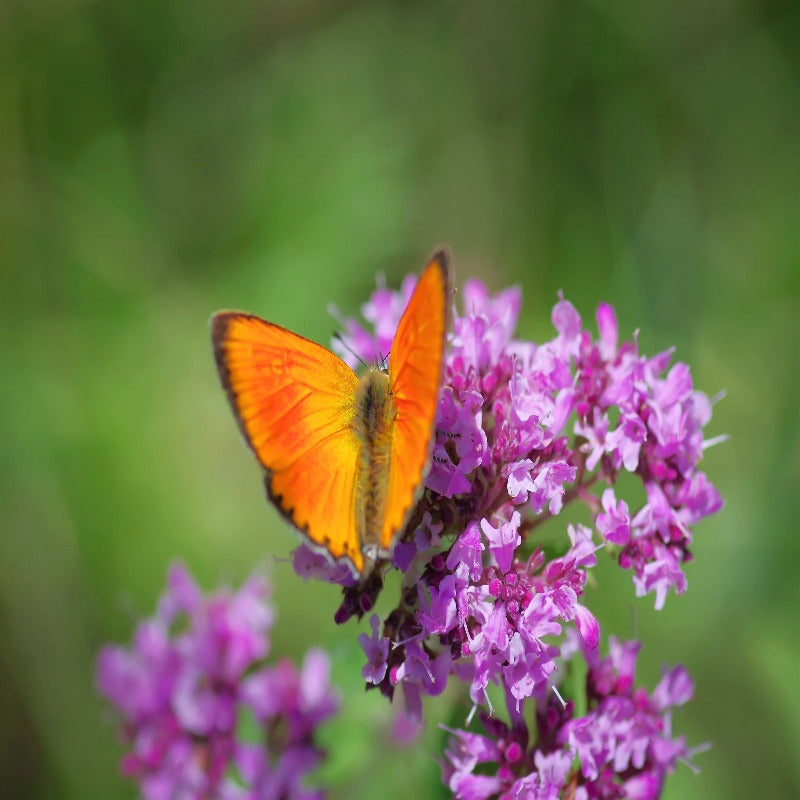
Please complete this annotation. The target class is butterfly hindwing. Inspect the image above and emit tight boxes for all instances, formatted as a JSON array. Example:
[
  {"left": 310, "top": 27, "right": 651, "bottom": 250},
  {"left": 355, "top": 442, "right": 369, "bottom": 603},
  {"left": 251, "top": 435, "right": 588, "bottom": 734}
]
[
  {"left": 211, "top": 313, "right": 365, "bottom": 571},
  {"left": 382, "top": 250, "right": 450, "bottom": 549}
]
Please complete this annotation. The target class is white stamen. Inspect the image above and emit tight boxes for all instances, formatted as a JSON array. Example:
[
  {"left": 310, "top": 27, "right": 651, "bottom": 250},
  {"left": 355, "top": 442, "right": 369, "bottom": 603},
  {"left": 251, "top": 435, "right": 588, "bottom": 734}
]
[
  {"left": 550, "top": 683, "right": 567, "bottom": 709},
  {"left": 703, "top": 434, "right": 729, "bottom": 450},
  {"left": 465, "top": 703, "right": 477, "bottom": 726},
  {"left": 483, "top": 687, "right": 495, "bottom": 717}
]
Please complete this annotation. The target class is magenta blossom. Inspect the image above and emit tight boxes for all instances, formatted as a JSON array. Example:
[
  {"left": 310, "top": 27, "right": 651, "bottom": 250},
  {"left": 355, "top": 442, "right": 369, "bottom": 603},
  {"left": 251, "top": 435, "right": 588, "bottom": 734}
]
[
  {"left": 290, "top": 267, "right": 722, "bottom": 797},
  {"left": 442, "top": 638, "right": 700, "bottom": 800},
  {"left": 96, "top": 563, "right": 339, "bottom": 800}
]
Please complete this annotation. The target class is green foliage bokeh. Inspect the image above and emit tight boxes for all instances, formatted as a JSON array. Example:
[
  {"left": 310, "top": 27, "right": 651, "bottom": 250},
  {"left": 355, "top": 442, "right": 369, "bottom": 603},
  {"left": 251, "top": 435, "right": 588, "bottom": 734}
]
[{"left": 0, "top": 2, "right": 797, "bottom": 798}]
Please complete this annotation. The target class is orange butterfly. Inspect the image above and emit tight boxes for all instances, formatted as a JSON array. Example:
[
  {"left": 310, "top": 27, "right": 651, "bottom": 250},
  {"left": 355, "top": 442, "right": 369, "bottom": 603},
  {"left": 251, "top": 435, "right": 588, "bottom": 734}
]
[{"left": 211, "top": 250, "right": 450, "bottom": 575}]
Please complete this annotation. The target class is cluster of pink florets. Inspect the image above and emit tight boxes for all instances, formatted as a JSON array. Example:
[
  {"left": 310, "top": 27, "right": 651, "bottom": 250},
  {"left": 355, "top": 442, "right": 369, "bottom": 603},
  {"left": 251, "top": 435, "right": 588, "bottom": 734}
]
[
  {"left": 97, "top": 564, "right": 338, "bottom": 800},
  {"left": 294, "top": 272, "right": 722, "bottom": 798}
]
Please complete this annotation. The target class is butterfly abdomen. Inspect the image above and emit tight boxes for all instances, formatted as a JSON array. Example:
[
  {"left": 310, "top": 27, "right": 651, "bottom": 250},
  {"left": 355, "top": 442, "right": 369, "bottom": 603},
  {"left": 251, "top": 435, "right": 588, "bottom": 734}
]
[{"left": 353, "top": 368, "right": 397, "bottom": 554}]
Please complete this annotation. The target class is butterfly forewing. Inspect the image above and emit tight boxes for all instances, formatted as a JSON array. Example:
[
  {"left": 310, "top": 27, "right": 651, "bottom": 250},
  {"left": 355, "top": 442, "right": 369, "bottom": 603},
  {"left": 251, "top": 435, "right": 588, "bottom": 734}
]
[
  {"left": 212, "top": 313, "right": 365, "bottom": 571},
  {"left": 381, "top": 251, "right": 450, "bottom": 549}
]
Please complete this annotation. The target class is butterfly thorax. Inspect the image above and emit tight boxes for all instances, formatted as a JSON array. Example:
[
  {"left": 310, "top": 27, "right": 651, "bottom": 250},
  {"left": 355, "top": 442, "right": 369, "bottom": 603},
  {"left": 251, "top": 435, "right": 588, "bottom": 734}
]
[{"left": 352, "top": 368, "right": 397, "bottom": 553}]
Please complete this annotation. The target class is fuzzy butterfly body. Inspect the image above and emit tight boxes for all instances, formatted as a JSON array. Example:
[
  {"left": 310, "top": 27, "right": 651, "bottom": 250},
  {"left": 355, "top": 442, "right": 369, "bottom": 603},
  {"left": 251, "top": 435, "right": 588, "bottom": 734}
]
[{"left": 211, "top": 251, "right": 450, "bottom": 575}]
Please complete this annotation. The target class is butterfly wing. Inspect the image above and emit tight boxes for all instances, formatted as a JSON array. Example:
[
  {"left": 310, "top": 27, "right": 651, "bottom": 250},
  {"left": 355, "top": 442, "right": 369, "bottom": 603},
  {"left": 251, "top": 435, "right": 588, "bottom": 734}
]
[
  {"left": 381, "top": 250, "right": 450, "bottom": 549},
  {"left": 211, "top": 313, "right": 366, "bottom": 572}
]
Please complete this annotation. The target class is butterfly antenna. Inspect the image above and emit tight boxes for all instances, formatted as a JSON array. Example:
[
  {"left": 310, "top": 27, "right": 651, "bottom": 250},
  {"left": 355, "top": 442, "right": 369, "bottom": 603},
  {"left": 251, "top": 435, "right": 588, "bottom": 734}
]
[{"left": 332, "top": 332, "right": 369, "bottom": 369}]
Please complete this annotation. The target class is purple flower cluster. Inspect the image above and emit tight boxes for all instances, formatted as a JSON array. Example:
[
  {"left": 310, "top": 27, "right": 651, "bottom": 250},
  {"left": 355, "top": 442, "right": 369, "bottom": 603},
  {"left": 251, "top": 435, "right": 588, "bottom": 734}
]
[
  {"left": 355, "top": 517, "right": 600, "bottom": 721},
  {"left": 443, "top": 637, "right": 699, "bottom": 800},
  {"left": 96, "top": 564, "right": 338, "bottom": 800},
  {"left": 295, "top": 269, "right": 722, "bottom": 796}
]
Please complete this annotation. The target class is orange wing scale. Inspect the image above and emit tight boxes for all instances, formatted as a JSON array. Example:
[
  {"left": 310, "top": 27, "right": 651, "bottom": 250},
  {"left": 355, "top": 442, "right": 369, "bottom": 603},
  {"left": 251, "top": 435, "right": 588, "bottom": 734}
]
[
  {"left": 382, "top": 252, "right": 450, "bottom": 549},
  {"left": 211, "top": 314, "right": 365, "bottom": 572}
]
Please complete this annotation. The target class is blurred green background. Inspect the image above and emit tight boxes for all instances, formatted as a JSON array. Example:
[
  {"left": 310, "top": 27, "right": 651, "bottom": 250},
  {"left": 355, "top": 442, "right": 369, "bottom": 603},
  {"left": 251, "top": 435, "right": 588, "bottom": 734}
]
[{"left": 1, "top": 1, "right": 797, "bottom": 798}]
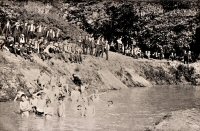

- Requirement -
Report every line above that has the string "orange" in it.

- Solved exercise -
Please complete this annotation. The target class is orange butterfly. Inspect the image above and emit tight boxes for all instances, formatted as a JSON array. Example:
Please complete this annotation. The target class is orange wing scale. Inspect the image above and emit tight boxes for all instances, formatted as a JSON array. Example:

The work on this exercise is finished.